* **INSTRUCTIONS FOR THE TASK**
Locate the line that contains "[point] every instance of the chain-link". Print it and every subsequent line through the final line of the records, exactly and only those.

* **EXERCISE MATERIALS**
————————
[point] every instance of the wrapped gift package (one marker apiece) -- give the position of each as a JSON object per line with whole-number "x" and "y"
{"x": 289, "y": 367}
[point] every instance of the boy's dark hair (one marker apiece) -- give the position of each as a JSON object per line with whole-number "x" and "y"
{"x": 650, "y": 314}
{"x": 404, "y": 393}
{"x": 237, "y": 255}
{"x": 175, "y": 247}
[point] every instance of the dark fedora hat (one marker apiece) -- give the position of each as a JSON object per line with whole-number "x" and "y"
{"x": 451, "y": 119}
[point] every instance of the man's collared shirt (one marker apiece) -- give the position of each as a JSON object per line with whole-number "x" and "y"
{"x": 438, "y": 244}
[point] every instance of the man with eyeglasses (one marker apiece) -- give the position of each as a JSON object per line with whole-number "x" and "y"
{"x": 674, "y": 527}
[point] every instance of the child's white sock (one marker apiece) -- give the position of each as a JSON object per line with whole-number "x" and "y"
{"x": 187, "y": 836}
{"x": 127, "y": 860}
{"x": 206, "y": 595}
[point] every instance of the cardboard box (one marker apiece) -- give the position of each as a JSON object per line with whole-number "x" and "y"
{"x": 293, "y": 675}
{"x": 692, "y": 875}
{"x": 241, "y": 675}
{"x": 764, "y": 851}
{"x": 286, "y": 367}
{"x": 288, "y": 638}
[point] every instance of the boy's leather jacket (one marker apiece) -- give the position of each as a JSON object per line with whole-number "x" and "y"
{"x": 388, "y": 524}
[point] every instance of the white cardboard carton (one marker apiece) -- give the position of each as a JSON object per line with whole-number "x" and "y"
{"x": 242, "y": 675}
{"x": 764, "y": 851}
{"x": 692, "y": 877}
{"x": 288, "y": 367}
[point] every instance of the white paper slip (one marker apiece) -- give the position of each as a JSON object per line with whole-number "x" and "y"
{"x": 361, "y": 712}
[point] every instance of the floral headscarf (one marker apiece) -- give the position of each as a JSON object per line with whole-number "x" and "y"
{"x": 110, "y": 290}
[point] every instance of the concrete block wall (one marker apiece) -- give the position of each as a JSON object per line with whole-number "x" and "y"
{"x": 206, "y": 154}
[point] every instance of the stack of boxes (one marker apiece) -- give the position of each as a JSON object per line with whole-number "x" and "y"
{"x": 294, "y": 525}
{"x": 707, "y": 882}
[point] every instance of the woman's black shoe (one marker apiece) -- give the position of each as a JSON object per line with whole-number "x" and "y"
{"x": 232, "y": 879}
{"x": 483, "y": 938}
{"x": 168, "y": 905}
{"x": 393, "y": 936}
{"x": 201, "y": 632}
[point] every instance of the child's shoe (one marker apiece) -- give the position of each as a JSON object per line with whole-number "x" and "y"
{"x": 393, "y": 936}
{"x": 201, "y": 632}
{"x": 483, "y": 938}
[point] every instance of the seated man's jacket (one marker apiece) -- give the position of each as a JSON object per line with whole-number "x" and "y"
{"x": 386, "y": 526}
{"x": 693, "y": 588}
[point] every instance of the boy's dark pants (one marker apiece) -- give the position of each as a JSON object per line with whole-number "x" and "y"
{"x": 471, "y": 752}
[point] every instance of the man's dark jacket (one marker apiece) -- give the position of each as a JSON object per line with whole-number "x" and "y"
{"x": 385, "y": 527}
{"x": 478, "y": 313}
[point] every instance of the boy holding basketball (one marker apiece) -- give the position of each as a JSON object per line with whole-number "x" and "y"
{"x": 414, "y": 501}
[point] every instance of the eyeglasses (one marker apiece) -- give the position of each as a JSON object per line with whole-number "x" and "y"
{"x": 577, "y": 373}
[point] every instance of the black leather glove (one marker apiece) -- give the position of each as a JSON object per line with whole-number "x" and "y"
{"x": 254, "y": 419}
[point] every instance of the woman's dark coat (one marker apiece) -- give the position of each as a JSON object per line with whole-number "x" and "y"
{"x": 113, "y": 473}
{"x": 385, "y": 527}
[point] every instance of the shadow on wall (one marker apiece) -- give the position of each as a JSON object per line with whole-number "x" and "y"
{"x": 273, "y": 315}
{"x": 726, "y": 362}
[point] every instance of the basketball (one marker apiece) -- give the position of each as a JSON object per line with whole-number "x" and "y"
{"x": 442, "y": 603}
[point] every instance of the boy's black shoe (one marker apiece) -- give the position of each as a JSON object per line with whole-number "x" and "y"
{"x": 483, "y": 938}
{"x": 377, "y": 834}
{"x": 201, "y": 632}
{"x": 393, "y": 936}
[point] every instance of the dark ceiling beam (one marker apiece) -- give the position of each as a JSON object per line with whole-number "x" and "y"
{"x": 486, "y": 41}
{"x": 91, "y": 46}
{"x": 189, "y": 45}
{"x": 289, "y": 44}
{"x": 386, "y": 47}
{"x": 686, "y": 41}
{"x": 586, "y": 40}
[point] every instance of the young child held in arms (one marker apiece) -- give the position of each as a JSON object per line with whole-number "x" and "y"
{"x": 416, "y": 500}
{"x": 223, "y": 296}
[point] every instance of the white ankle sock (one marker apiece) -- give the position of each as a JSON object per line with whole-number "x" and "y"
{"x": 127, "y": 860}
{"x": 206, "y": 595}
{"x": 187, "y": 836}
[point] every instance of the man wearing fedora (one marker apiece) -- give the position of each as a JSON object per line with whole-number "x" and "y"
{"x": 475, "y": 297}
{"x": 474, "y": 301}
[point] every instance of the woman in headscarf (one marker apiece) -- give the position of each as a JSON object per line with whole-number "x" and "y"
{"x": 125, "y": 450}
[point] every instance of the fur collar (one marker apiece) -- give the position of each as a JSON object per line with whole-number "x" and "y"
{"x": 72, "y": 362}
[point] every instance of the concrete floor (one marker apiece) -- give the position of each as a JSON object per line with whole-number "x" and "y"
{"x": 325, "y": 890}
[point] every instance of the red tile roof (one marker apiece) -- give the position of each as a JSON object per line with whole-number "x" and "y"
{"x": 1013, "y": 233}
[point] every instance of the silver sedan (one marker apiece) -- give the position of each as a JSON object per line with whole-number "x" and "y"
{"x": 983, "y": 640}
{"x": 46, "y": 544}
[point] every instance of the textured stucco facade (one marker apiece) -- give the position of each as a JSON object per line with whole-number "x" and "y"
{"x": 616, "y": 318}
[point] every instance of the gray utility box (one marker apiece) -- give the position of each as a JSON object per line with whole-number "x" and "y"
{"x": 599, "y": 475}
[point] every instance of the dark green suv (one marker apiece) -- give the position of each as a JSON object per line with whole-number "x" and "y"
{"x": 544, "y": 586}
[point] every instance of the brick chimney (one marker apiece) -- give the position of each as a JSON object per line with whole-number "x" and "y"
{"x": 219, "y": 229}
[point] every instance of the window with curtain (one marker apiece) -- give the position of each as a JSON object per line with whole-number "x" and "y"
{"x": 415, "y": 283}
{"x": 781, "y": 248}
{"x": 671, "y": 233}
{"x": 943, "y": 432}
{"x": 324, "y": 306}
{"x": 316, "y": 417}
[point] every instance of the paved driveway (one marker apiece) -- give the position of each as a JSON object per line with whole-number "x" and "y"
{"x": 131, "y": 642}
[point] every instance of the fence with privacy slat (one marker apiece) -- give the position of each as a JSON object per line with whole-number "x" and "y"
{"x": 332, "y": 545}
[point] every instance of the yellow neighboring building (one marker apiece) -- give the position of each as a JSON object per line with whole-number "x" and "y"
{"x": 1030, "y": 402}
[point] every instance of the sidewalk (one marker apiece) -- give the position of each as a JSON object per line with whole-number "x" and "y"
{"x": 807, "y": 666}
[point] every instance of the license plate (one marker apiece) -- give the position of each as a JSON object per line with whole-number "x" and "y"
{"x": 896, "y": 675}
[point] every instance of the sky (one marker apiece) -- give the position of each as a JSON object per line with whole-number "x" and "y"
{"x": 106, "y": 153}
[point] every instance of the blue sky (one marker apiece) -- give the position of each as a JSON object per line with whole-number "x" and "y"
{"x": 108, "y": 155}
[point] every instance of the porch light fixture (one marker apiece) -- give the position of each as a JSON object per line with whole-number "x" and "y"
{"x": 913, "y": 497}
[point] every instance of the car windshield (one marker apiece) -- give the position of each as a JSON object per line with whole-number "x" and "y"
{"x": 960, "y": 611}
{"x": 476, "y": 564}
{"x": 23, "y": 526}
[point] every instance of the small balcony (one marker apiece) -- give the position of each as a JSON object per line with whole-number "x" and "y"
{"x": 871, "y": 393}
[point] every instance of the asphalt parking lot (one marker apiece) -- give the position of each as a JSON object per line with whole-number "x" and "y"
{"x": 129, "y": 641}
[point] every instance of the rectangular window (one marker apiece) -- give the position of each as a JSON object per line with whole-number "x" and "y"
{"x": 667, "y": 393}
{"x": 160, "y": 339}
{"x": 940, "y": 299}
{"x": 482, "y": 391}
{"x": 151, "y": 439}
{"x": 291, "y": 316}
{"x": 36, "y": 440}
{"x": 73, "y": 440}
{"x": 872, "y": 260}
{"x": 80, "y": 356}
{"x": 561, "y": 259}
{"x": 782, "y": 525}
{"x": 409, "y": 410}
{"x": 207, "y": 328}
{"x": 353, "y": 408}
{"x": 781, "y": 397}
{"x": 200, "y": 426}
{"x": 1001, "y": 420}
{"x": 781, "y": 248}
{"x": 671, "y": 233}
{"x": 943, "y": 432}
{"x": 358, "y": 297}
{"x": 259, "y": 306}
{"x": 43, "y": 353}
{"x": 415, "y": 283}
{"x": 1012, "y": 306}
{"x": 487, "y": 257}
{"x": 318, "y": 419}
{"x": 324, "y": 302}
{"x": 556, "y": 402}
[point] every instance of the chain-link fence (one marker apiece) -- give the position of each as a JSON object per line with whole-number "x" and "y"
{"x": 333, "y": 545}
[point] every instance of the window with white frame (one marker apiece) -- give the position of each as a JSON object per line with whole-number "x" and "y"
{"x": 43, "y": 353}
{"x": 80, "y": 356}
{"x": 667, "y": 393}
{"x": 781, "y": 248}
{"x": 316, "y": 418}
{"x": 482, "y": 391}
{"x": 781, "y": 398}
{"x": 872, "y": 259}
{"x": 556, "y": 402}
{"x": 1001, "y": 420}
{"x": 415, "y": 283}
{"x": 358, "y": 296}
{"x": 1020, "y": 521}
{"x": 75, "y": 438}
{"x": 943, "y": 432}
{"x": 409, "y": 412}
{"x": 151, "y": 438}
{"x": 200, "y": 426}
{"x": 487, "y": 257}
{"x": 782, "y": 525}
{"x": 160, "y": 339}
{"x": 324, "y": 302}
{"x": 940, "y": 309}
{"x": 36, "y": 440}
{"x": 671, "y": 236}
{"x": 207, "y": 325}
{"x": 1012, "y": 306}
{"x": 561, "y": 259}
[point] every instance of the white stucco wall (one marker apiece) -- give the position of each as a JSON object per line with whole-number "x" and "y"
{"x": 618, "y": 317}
————————
* **EXERCISE SOLUTION**
[point] every instance of the chain-link fence (one marker apiece) -- give the position of each as a JSON object per line with whole-number "x" and "y"
{"x": 333, "y": 545}
[point] every instance of the window with white frame (one marker apiece) -- give the position of each as a JSON object per line with whole-number "x" and "y"
{"x": 43, "y": 353}
{"x": 80, "y": 356}
{"x": 667, "y": 393}
{"x": 781, "y": 248}
{"x": 316, "y": 418}
{"x": 482, "y": 391}
{"x": 781, "y": 398}
{"x": 872, "y": 259}
{"x": 556, "y": 402}
{"x": 1001, "y": 420}
{"x": 415, "y": 283}
{"x": 358, "y": 296}
{"x": 1020, "y": 521}
{"x": 75, "y": 438}
{"x": 943, "y": 432}
{"x": 409, "y": 412}
{"x": 151, "y": 438}
{"x": 200, "y": 426}
{"x": 487, "y": 257}
{"x": 782, "y": 525}
{"x": 160, "y": 339}
{"x": 324, "y": 302}
{"x": 940, "y": 309}
{"x": 36, "y": 440}
{"x": 671, "y": 236}
{"x": 207, "y": 325}
{"x": 1012, "y": 306}
{"x": 561, "y": 259}
[point] every instance of the white stucco wall (one marker apiece) -- give the position of each as a JSON object per line with whole-number "x" and "y"
{"x": 618, "y": 317}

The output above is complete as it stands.